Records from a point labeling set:
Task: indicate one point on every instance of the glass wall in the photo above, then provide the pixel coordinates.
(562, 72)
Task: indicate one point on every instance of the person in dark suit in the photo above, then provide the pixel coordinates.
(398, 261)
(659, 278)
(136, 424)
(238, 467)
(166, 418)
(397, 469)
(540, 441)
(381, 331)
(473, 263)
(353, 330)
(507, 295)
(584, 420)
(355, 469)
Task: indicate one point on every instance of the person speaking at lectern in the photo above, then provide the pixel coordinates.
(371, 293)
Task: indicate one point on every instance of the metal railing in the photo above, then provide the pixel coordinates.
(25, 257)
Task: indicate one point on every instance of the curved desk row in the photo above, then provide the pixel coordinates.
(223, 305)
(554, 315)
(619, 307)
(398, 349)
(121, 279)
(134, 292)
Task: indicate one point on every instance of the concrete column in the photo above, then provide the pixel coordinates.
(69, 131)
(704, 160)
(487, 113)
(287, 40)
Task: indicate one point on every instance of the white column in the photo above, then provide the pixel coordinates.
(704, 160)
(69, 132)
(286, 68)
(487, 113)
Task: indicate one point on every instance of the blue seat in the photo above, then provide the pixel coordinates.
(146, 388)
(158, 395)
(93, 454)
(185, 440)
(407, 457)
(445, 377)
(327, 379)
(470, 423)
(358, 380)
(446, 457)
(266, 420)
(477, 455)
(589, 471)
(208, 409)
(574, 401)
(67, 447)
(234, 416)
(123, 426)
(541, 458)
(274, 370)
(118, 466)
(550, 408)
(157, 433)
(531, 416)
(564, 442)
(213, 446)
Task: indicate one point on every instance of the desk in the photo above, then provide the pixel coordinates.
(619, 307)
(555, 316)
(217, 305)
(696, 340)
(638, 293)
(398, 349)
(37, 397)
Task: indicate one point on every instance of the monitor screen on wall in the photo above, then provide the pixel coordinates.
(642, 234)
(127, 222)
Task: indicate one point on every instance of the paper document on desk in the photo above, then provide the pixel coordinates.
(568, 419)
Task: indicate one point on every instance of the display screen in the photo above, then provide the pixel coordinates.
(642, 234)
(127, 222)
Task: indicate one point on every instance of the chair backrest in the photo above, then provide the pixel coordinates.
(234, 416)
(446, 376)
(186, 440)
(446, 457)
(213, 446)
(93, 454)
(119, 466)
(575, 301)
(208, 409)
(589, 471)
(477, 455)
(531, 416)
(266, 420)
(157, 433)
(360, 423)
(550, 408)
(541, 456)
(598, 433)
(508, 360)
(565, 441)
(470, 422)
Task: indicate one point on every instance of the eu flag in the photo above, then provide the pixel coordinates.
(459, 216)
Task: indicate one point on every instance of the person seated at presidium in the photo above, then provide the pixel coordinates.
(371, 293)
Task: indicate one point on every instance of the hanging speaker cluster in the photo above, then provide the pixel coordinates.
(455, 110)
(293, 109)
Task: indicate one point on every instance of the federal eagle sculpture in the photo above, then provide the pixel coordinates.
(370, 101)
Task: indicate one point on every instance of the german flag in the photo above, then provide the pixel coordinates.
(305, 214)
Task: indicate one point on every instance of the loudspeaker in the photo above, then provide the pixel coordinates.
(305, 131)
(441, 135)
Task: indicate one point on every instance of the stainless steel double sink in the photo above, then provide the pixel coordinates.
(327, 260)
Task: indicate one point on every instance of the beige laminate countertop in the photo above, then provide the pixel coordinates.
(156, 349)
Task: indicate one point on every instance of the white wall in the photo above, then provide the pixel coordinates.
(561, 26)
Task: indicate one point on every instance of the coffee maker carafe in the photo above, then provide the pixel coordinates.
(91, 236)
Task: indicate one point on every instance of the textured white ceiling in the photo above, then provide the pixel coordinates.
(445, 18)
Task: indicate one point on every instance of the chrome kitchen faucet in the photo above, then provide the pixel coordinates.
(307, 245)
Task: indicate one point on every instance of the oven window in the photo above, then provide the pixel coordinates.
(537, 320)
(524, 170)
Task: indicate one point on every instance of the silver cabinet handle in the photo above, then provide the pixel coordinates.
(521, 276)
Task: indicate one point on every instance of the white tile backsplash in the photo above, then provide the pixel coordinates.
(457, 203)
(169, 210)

INSTRUCTIONS TO FOLLOW => Your task is to extract all of the records exactly.

SOLUTION TO THIS TASK =>
Task: indicate one point on every instance of the glass wall in the photo above, then provide the pixel coordinates.
(562, 72)
Task: indicate one point on every instance of the person in dark suit in the photo above, then provide the pixel coordinates.
(398, 261)
(659, 278)
(136, 424)
(238, 467)
(166, 418)
(397, 469)
(540, 441)
(381, 331)
(473, 263)
(353, 330)
(507, 295)
(584, 420)
(355, 469)
Task: indicate one point on every instance of the person speaking at lectern in the photo above, then provide the pixel coordinates.
(371, 293)
Task: indicate one point on every instance of the metal railing in the photo above, then provide the pixel coordinates.
(25, 257)
Task: indicate one point on every instance of the curved desk row in the photo above, then provide the pixel coordinates.
(223, 305)
(554, 315)
(619, 307)
(398, 349)
(121, 279)
(134, 292)
Task: indicate one point on every instance of the concrete column in the photo above, then provide the pixel coordinates.
(69, 131)
(704, 160)
(487, 113)
(287, 40)
Task: indicate one point on every instance of the white column in the photo above, then provide the pixel coordinates.
(704, 160)
(69, 132)
(286, 68)
(487, 113)
Task: indicate one point on every instance of the blue seat in the photo above, then provide the pixel coordinates.
(146, 388)
(158, 395)
(93, 454)
(185, 440)
(407, 457)
(445, 377)
(327, 379)
(470, 423)
(358, 380)
(446, 457)
(266, 420)
(477, 455)
(589, 471)
(208, 409)
(574, 401)
(67, 447)
(234, 416)
(123, 426)
(541, 458)
(274, 370)
(118, 466)
(550, 408)
(157, 433)
(531, 416)
(564, 442)
(213, 446)
Task: indicate one point on every instance of the desk in the photo above, then provide the pixel coordinates.
(619, 307)
(555, 316)
(217, 305)
(696, 340)
(638, 293)
(398, 349)
(37, 397)
Task: indicate one point on every instance of the monitor screen on wall in the photo above, then provide the pixel coordinates.
(642, 234)
(127, 222)
Task: indicate one point on every instance of the paper document on desk in the photo above, then provide the pixel coordinates.
(568, 419)
Task: indicate one point on every instance of the display screen in the photo above, then provide the pixel coordinates.
(642, 234)
(127, 222)
Task: indicate one point on every instance of the chair backrest in the photo above, then provide the pixel coordinates.
(234, 416)
(446, 376)
(186, 440)
(446, 457)
(213, 446)
(93, 454)
(119, 466)
(575, 301)
(208, 409)
(589, 471)
(477, 455)
(531, 416)
(266, 420)
(157, 433)
(360, 423)
(550, 408)
(541, 456)
(598, 433)
(508, 360)
(565, 441)
(470, 422)
Task: indicate one point on every instance of the eu flag in the photo above, then provide the pixel coordinates.
(459, 216)
Task: indicate one point on every instance of the person seated at presidium in the photo above, then provide the pixel coordinates.
(371, 293)
Task: indicate one point on every instance of the hanging speaker cluster in the photo above, then provide the pixel coordinates.
(455, 110)
(293, 109)
Task: indicate one point on every instance of the federal eagle sculpture in the photo above, then provide the pixel coordinates.
(370, 101)
Task: indicate one point on every instance of the german flag in the photo above, then provide the pixel coordinates.
(305, 214)
Task: indicate one point on every instance of the loudspeaker in the photo above, then provide the pixel coordinates.
(305, 131)
(441, 135)
Task: indicate one point on every instance of the stainless steel double sink in the photo above, then provide the pixel coordinates.
(327, 260)
Task: indicate one point on every instance of the beige laminate countertop in the photo above, then provide the pixel coordinates.
(156, 349)
Task: indicate one point on every instance of the white wall in the photo above, then provide the pixel coordinates.
(561, 26)
Task: indicate one point on every instance of the coffee maker carafe in the photo above, then provide the pixel coordinates.
(91, 236)
Task: indicate one point on every instance of the textured white ceiling in the photo above, then provide the pixel coordinates.
(445, 18)
Task: indicate one point on every instance of the chrome kitchen faucet in the photo above, then provide the pixel coordinates.
(307, 245)
Task: indicate one point on every instance of the oven window in the photo above, then provide the pixel coordinates.
(537, 320)
(524, 170)
Task: indicate one point on every instance of the silver cabinet handle in the photo above, then provide the pixel coordinates.
(521, 276)
Task: indicate one point on every instance of the white tile backsplash in the photo above, then provide the pixel coordinates.
(457, 203)
(169, 210)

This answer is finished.